- _Extrait du texte_:
+++

La politique d’utilisation de l’IA en entreprise serait-elle un écran de fumée face aux enjeux réels de la souveraineté numérique ?

Depuis plusieurs semaines dans les couloirs des entreprises résonne de plus en plus fort l’écho d’une préoccupation grandissante concernant l’utilisation de l’Intelligence Artificielle par les collaborateurs. Les directions juridiques et informatiques s’empressent de rédiger des politiques internes, motivées par la crainte – légitime en apparence – de voir des données sensibles s’échapper via ces nouveaux canaux d’échange.

🤖 Le contexte actuel :

Les plateformes d’IA générative (ChatGPT, Claude, DeepSeek, Mistral…) affichent une transparence louable dans leurs politiques de confidentialité. Elles assument pleinement la collecte et la conservation des données utilisateurs sur leurs serveurs, qu’ils soient américains, chinois ou français.

⚠️ Mais attention : concentrer nos inquiétudes uniquement sur ces nouveaux outils révèle une forme de myopie stratégique.

📊 CLOUD Act : Quand le droit américain s’invite dans nos données européennes :

Depuis mars 2018, le CLOUD Act (Clarifying Lawful Overseas Use of Data Act) a considérablement renforcé l’emprise du droit américain sur nos données. Cette législation permet aux autorités américaines d’accéder aux données hébergées sur des serveurs « non-américains », créant ainsi une brèche significative dans l’efficacité du RGPD.

🎯 Un point crucial souvent négligé : les hébergeurs soumis à la loi américaine peuvent transmettre ces données sans même en informer leurs propriétaires, qu’il s’agisse de personnes physiques ou morales.

 

💻 L’ampleur vertigineuse du phénomène :

Plongeons dans des chiffres qui donnent le vertige. Microsoft 365 domine le marché avec plus de 345 millions d’utilisateurs payants en 2024 [https://www.microsoft.com/en-us/investor/earnings/fy-2024-q2/press-release-webcast], représentant plus de 2 millions d’entreprises dans le monde. Mais ce n’est que la partie émergée de l’iceberg. Chaque jour, un tsunami de données sensibles transite via :

🔑 La différence fondamentale :

Si l’utilisation de l’IA implique un consentement actif à la collecte de données, nos infrastructures numériques quotidiennes opèrent une collecte passive, souvent invisible mais tout aussi réelle.

+++

- _Données à examiner_:
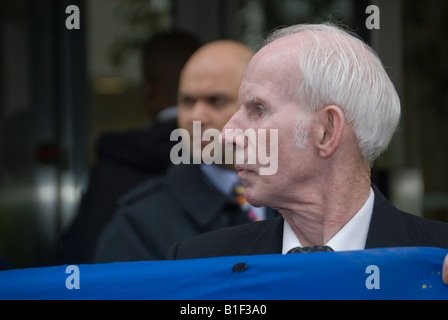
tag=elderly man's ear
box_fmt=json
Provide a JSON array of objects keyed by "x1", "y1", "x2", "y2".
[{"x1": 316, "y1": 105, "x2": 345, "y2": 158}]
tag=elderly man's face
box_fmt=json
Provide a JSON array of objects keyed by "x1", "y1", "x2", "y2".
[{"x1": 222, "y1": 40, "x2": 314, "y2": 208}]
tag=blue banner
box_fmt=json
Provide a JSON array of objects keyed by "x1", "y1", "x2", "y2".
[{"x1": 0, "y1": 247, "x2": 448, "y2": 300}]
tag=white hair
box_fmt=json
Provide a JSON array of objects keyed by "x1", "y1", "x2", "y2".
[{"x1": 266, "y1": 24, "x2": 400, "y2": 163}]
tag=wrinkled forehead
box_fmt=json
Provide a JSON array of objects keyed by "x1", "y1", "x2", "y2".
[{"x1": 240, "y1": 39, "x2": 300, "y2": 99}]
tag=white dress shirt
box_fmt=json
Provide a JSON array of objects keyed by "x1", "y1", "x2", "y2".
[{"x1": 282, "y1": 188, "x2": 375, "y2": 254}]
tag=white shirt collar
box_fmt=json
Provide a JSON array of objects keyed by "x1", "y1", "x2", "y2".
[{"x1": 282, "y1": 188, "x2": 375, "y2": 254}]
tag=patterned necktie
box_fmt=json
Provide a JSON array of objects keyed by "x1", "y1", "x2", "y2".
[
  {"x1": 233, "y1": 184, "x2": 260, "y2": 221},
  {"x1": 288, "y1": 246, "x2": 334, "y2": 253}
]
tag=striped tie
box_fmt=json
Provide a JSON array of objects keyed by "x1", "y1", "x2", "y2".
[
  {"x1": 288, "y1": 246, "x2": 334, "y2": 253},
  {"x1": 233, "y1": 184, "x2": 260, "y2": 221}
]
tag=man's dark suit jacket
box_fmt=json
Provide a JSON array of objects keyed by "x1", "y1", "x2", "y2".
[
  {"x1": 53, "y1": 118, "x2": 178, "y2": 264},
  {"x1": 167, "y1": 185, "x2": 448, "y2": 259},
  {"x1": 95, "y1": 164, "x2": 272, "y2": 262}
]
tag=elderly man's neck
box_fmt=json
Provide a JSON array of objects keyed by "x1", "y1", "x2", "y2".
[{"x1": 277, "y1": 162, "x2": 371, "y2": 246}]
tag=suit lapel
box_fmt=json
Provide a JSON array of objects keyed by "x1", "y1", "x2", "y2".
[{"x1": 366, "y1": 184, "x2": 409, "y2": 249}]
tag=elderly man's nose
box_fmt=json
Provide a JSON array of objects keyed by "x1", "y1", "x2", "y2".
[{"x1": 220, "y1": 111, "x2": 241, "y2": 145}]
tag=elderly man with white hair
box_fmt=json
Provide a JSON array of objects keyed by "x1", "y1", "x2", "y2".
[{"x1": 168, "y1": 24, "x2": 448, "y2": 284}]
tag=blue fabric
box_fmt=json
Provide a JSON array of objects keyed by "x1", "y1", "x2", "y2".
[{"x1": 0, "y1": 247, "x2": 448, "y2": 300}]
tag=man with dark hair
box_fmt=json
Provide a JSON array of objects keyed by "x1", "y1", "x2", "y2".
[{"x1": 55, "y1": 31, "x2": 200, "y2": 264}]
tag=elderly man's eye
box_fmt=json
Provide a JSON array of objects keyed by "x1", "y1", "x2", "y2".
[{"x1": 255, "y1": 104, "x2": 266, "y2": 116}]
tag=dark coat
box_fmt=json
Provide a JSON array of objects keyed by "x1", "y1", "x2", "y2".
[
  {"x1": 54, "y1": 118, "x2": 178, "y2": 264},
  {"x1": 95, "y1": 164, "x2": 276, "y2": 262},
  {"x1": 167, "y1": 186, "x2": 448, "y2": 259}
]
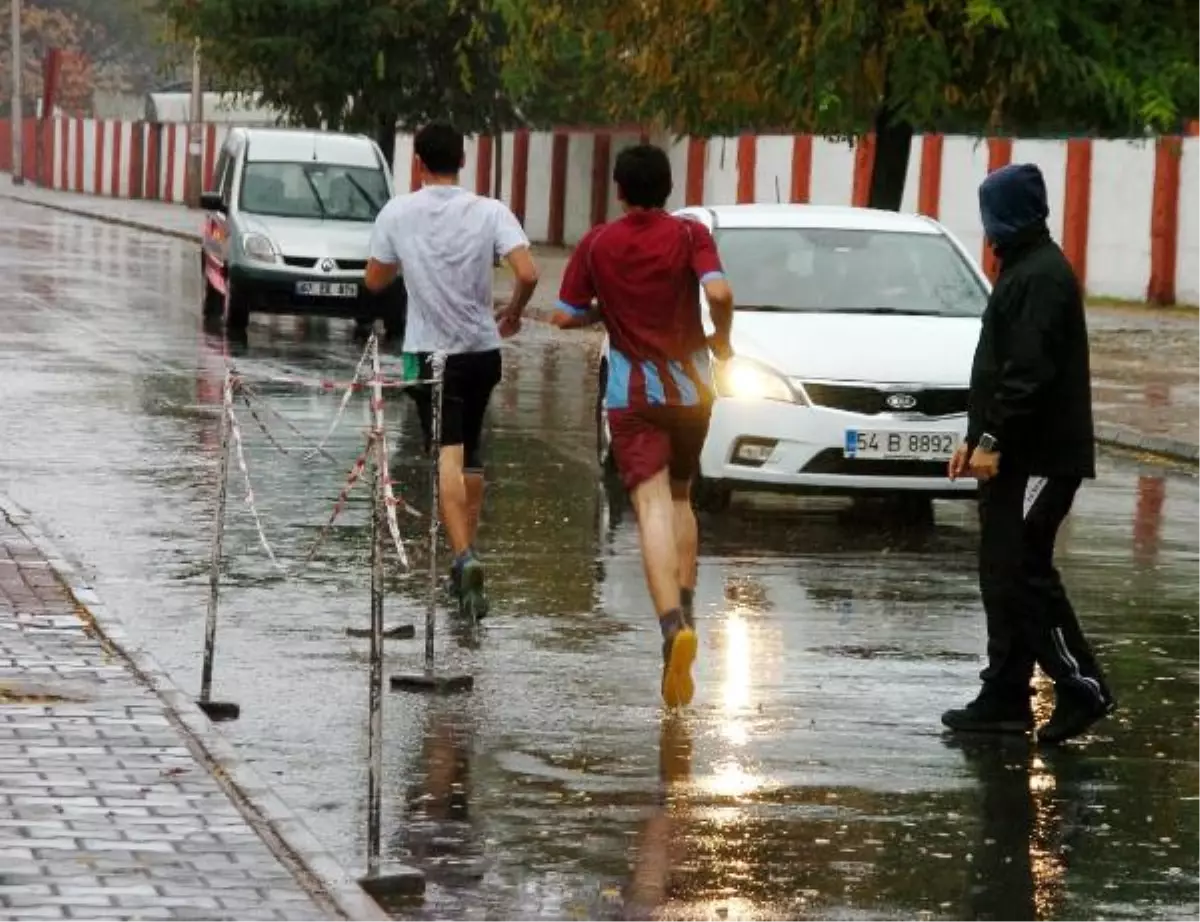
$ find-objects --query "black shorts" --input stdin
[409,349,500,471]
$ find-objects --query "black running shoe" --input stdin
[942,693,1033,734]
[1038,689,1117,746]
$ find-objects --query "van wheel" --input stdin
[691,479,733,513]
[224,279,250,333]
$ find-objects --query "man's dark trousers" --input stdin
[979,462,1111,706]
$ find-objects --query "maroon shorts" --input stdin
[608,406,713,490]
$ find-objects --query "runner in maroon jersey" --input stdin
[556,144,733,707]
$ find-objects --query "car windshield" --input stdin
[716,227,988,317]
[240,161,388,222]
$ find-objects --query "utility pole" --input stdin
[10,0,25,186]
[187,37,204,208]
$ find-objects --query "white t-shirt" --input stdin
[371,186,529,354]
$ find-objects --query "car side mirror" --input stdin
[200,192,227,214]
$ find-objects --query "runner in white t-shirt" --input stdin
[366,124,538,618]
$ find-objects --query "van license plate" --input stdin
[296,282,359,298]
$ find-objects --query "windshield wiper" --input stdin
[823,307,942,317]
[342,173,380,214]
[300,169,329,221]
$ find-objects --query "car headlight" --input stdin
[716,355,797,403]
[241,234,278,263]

+++

- _Consignes_:
(1) D'après l'extrait sur la souveraineté numérique, que signifie le sigle CLOUD Act ?
(2) Relevez toutes les plateformes d'IA générative citées dans l'extrait sur la souveraineté numérique.
Les enregistrements proviennent d'une autre source que l'extrait.

- _Corrigé_:
(1) Clarifying Lawful Overseas Use of Data Act

(2) ChatGPT, Claude, DeepSeek, Mistral